It's always a balance (and sometimes that balance is a pendulum, not an "even-keel") between nourishing the spirit with calmness and taking a preemptive, proactive approach to clear away the things that cause the stress in the first place. It's a balance between charging ahead and doing, and stepping back and letting go.

You will know how you feel, or you will in time when you start paying attention. Left the dishes to sit overnight? Did that feel good to let go of that expectation, and did you accept you decision next morning when you started the day in the kitchen? Or maybe it discouraged you so much you left those dishes for later yet again? I go through phases where it feels better to let go of those things, and then for a while it feels better to actively change it. Face it; I am never going to be that "even keel". My balance is over a longer time frame.

What is your routine, without judgement? I think you already have an idea. What can tweak it just enough? Setting an alarm for 1/2 hour earlier? (Or start with 15 minutes and work up to more.) My goal is to start my yoga on mornings I do it by 10am. Earlier isn't good for my body, but 10 is kind of late, so maybe set a goal that between 9am and 10am I do some random, annoying stuff on the computer. Change passwords, pay a bill or two, renew library books, return an email or text, etc. Maybe to spend 5 minutes writing down those 6 items.

▶ **Exercise set**:
1/ Translate this sentence from the passage on balance and daily routines into Spanish: "It's a balance between charging ahead and doing, and stepping back and letting go."
2/ Extend the passage on balance and daily routines with a few sentences that pick up after its final sentence.

▶ **Entries pointing to labeled objects**:
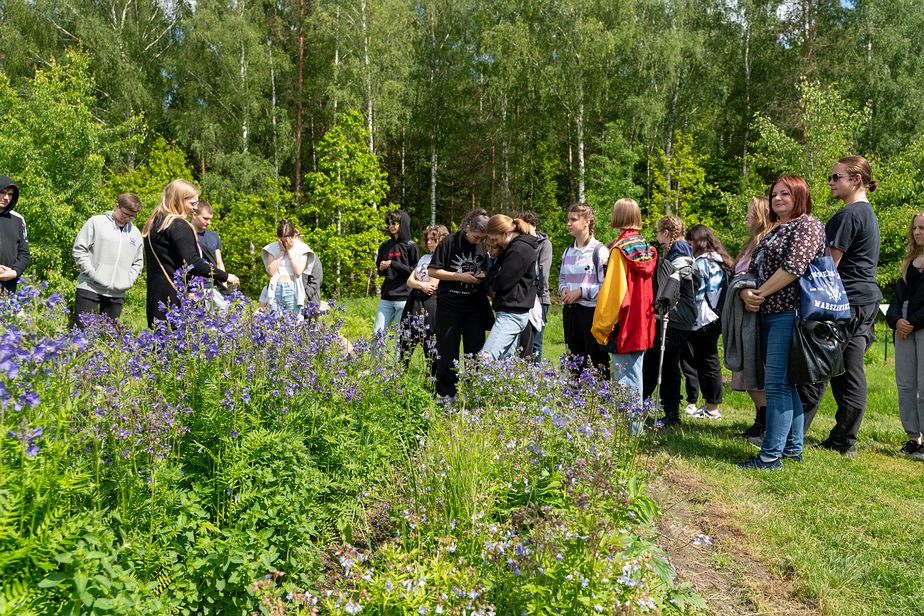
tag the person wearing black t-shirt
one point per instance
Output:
(852, 238)
(462, 310)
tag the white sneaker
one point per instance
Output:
(704, 413)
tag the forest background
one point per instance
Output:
(331, 112)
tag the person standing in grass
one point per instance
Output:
(713, 262)
(109, 257)
(676, 281)
(462, 310)
(14, 247)
(170, 244)
(512, 282)
(906, 317)
(852, 237)
(284, 261)
(418, 322)
(759, 224)
(531, 339)
(624, 319)
(583, 267)
(395, 261)
(779, 260)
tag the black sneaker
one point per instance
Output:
(756, 463)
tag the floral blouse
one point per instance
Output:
(791, 246)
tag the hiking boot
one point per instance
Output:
(756, 463)
(704, 413)
(910, 448)
(760, 424)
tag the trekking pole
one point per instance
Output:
(657, 393)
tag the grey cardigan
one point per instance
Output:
(741, 335)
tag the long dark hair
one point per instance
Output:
(703, 240)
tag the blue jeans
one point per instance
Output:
(285, 298)
(537, 338)
(503, 338)
(389, 312)
(627, 371)
(785, 428)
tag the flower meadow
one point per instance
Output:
(248, 463)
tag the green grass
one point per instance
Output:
(847, 532)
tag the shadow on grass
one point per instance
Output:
(722, 442)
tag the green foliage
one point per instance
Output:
(55, 148)
(686, 191)
(246, 223)
(164, 163)
(343, 198)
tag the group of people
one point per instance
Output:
(647, 321)
(644, 317)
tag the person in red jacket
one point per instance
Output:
(624, 319)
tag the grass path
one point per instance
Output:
(832, 535)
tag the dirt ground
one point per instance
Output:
(708, 550)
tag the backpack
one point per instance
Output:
(312, 277)
(670, 283)
(715, 298)
(597, 267)
(540, 273)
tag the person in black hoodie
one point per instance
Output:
(906, 317)
(14, 247)
(170, 244)
(462, 313)
(395, 260)
(512, 280)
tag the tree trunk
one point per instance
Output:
(580, 141)
(299, 86)
(433, 176)
(368, 69)
(245, 125)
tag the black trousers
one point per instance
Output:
(669, 392)
(849, 389)
(94, 303)
(690, 377)
(704, 347)
(418, 326)
(453, 327)
(577, 321)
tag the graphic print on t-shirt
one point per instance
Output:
(467, 263)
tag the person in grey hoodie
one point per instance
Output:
(14, 247)
(109, 254)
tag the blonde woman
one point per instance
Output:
(170, 244)
(759, 225)
(906, 317)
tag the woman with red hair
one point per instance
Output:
(779, 261)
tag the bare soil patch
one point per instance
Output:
(709, 551)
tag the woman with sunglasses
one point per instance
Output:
(852, 238)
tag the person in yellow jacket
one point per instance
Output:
(624, 319)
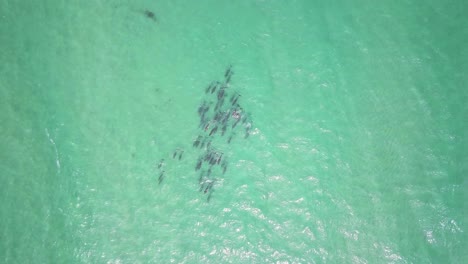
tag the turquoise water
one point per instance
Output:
(357, 152)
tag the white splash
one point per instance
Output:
(57, 160)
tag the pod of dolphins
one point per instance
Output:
(218, 118)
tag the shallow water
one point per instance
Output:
(357, 152)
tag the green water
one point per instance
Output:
(358, 151)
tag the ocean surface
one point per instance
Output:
(350, 143)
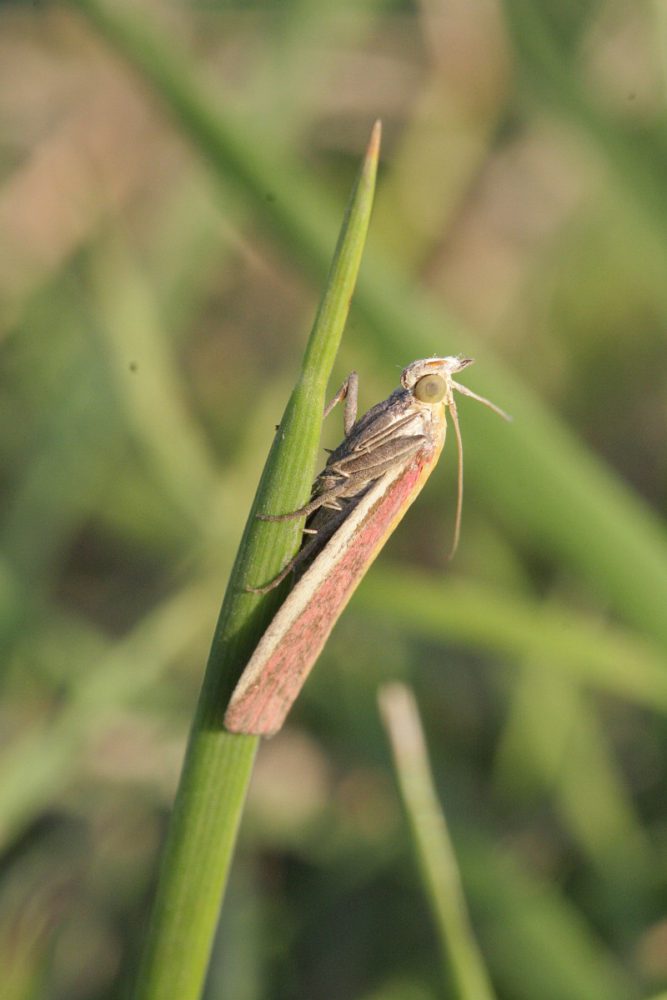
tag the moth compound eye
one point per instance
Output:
(430, 389)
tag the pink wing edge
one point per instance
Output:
(286, 653)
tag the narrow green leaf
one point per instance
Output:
(437, 861)
(218, 765)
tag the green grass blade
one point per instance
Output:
(437, 861)
(218, 765)
(478, 616)
(535, 470)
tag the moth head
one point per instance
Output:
(429, 380)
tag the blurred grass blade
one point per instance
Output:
(435, 853)
(478, 616)
(218, 765)
(607, 527)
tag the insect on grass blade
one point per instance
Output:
(364, 490)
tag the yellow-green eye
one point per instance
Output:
(430, 389)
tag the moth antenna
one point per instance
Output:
(465, 391)
(459, 493)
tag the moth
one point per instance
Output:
(365, 488)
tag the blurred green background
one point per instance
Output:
(156, 290)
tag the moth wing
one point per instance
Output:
(293, 641)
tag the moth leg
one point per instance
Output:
(312, 545)
(385, 455)
(326, 498)
(349, 391)
(385, 433)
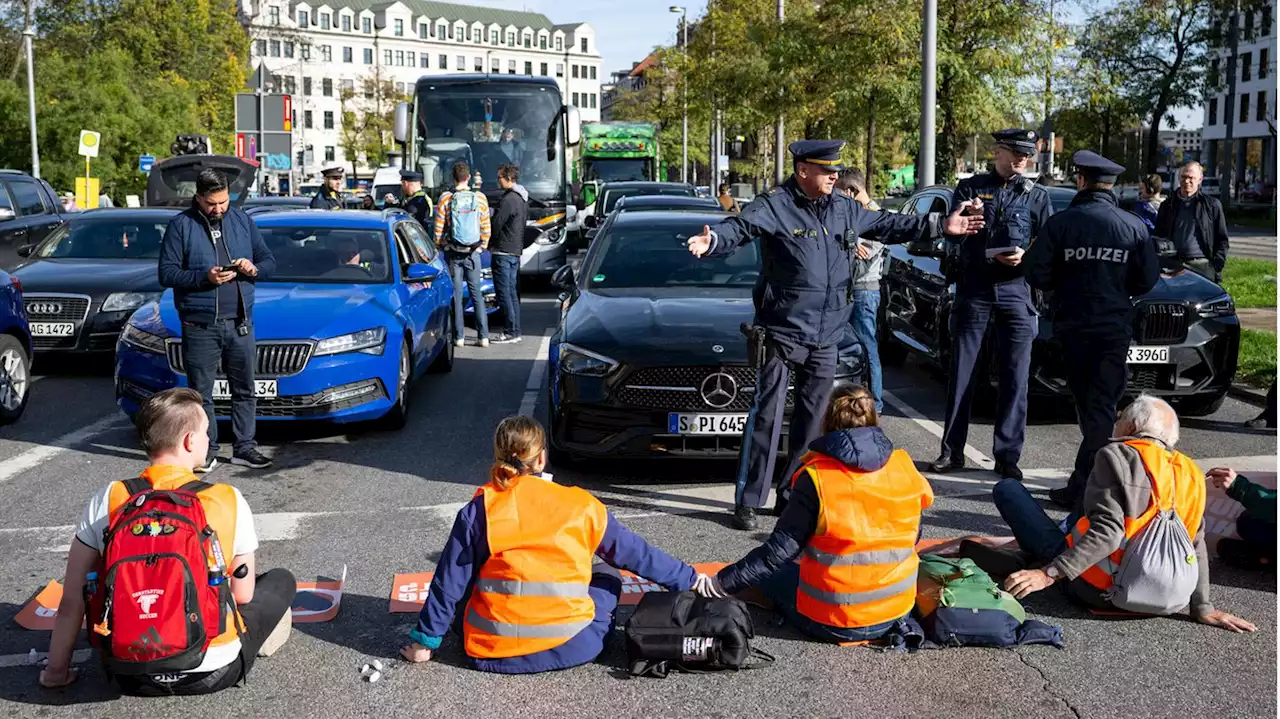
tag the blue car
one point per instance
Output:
(16, 351)
(359, 307)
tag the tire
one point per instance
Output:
(14, 379)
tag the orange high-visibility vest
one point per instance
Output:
(531, 595)
(219, 505)
(1176, 484)
(859, 567)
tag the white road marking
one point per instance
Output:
(37, 456)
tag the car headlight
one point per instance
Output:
(123, 301)
(1217, 307)
(369, 342)
(142, 339)
(579, 361)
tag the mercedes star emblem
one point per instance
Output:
(718, 390)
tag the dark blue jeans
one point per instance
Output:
(781, 589)
(865, 310)
(506, 274)
(466, 268)
(204, 347)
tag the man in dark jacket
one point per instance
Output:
(211, 256)
(803, 300)
(1196, 224)
(506, 247)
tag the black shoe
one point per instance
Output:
(251, 458)
(744, 518)
(1009, 471)
(946, 463)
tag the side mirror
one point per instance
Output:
(401, 123)
(420, 273)
(563, 278)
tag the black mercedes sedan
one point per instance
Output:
(648, 358)
(1185, 335)
(83, 282)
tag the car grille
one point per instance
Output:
(1162, 323)
(680, 388)
(274, 360)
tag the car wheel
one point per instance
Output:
(14, 379)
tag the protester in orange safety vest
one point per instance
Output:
(1128, 476)
(519, 573)
(853, 518)
(174, 431)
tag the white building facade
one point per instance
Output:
(316, 49)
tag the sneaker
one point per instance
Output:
(251, 458)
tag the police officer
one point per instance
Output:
(803, 301)
(990, 285)
(1096, 259)
(327, 197)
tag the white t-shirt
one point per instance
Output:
(96, 520)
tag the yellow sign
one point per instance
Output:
(86, 200)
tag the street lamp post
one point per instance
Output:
(684, 143)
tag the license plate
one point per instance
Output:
(263, 389)
(1148, 355)
(679, 424)
(53, 329)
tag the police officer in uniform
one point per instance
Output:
(1095, 257)
(803, 301)
(328, 197)
(990, 287)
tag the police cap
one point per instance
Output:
(1018, 140)
(1096, 166)
(822, 152)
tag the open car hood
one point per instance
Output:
(173, 181)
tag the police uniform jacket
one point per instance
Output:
(1014, 210)
(804, 292)
(1095, 257)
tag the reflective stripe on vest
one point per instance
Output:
(533, 591)
(855, 572)
(1175, 484)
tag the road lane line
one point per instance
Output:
(37, 456)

▶ **Answers provided**:
1/ Es un equilibrio entre lanzarse hacia adelante y actuar, y dar un paso atrás y soltar.

2/
I'm trying to work *with* my tendencies rather than against them, but finding that sweet spot is not easy. I need to focus on long-term changes, because I inevitably fail at the sudden short-term successes. One month is the maximum I can sustain it when that happens (I haven't seen a month like that in years) and then it breaks my heart watching everything fall to s**t. I need to make little changes, a bit at a time. I managed to create an enduring yoga routine that is my joy and my refuge that I look forward to. I managed that in a period of two years. It was not quick, but it has eventually stuck.

Anyway, a few random thoughts that will hopefully help. I am still deep in this struggle, but I've made tiny changes that have an overall positive effect, but I'm at a relatively low spot in my energy.

Speaking of time-- look, it's 10:04 and I need to get onto that yoga!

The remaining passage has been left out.